▶ [Provided data]
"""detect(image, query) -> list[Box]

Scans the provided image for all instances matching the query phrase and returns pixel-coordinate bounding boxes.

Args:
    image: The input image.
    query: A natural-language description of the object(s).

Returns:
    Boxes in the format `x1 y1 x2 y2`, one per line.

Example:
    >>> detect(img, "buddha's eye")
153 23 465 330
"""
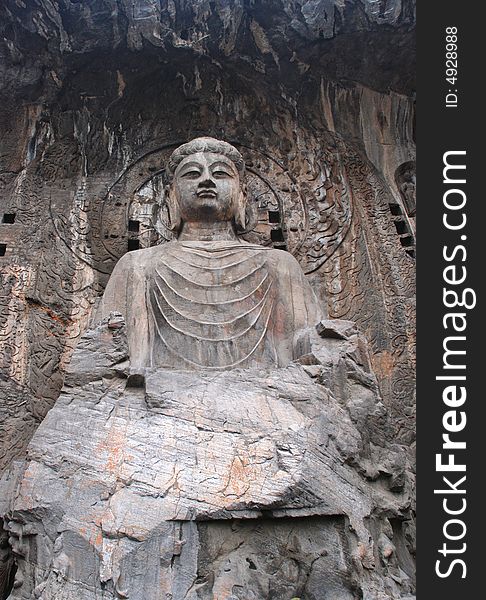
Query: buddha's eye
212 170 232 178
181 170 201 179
---
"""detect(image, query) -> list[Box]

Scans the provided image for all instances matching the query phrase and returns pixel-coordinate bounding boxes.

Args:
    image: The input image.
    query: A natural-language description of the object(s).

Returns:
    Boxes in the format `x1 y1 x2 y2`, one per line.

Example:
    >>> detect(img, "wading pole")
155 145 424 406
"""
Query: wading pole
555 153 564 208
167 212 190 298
* * *
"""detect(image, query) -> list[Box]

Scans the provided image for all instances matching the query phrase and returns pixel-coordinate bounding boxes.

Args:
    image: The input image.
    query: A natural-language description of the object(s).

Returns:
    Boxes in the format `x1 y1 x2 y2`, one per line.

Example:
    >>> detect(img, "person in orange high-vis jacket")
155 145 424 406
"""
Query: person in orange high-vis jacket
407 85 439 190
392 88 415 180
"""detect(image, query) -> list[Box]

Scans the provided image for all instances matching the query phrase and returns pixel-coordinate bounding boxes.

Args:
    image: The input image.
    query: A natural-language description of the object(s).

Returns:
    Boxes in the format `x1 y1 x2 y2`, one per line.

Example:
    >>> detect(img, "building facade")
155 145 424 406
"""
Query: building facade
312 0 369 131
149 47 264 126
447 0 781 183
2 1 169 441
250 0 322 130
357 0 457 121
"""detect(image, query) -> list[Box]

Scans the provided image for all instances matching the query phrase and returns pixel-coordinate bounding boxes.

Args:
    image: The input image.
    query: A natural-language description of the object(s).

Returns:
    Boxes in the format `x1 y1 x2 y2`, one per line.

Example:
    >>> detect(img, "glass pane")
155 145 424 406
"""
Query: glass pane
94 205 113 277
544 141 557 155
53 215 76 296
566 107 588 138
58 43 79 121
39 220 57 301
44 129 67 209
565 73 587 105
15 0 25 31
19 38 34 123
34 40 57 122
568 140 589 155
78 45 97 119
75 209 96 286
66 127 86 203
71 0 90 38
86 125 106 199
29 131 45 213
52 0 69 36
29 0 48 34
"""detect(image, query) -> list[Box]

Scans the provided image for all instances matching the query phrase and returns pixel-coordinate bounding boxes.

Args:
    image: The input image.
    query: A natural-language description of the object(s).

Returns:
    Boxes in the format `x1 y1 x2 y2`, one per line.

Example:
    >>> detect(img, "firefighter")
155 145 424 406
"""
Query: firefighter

▶ [Aim of the task] Search the material for the word "firefighter" and report how many lines hold it. Add nothing else.

▶ [Task result] 2